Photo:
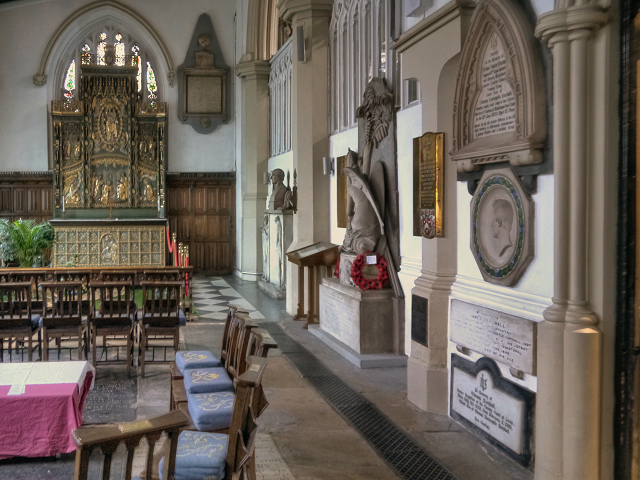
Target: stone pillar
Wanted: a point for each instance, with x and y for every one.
(254, 87)
(569, 343)
(310, 129)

* * * * * * * * *

* **TASK TO CARRY OUT**:
Copy out the lines above verbatim, omitting the pictures.

* **THE COMPLETED TASK**:
Photo:
Target: stone pillar
Wanted: a point for each instance, with x and y for every one.
(254, 87)
(569, 343)
(310, 129)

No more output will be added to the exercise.